KUTIPAN HALAMAN -
.....

Selasa 13 Dec 2016 18:00 WIB

Harmonisasi Gerakan PPK

Red:

Penguatan pendidikan karakter sudah pernah diluncurkan sebagai gerakan nasional pada 2010. Akan tetapi, gemanya belum terasa sampai sekarang lantaran perlu digaungkan dan diperkuat kembali menjadi gerakan nasional melalui program nasional PPK dalam lembaga pendidikan.

Ketua Tim Penguatan Pendidikan Karakter, Arie Budhiman mengatakan, karakter adalah watak, perilaku, dan budi pekerti yang menjadi ruh dalam pendidikan. Diperlukan suatu gerakan untuk melakukan PPK melalui harmonisasi olah hati (etik), olah rasa (estetik), olah pikir (literasi), dan olah raga (kinestetik). PPK memiliki skema kerja sama antara sekolah, keluarga, dan masyarakat dengan dukungan pelibatan publik, yang merupakan bagian dari GNRM.

.....

DATA -

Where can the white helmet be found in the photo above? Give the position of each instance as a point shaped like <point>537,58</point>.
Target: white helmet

.....

PETUNJUK LATIHAN -
Salin kata demi kata bagian kutipan halaman mulai dari "Ketua Tim Penguatan" terus sampai "bagian dari GNRM.".

JAWABAN LATIHAN -
Ketua Tim Penguatan Pendidikan Karakter, Arie Budhiman mengatakan, karakter adalah watak, perilaku, dan budi pekerti yang menjadi ruh dalam pendidikan. Diperlukan suatu gerakan untuk melakukan PPK melalui harmonisasi olah hati (etik), olah rasa (estetik), olah pikir (literasi), dan olah raga (kinestetik). PPK memiliki skema kerja sama antara sekolah, keluarga, dan masyarakat dengan dukungan pelibatan publik, yang merupakan bagian dari GNRM.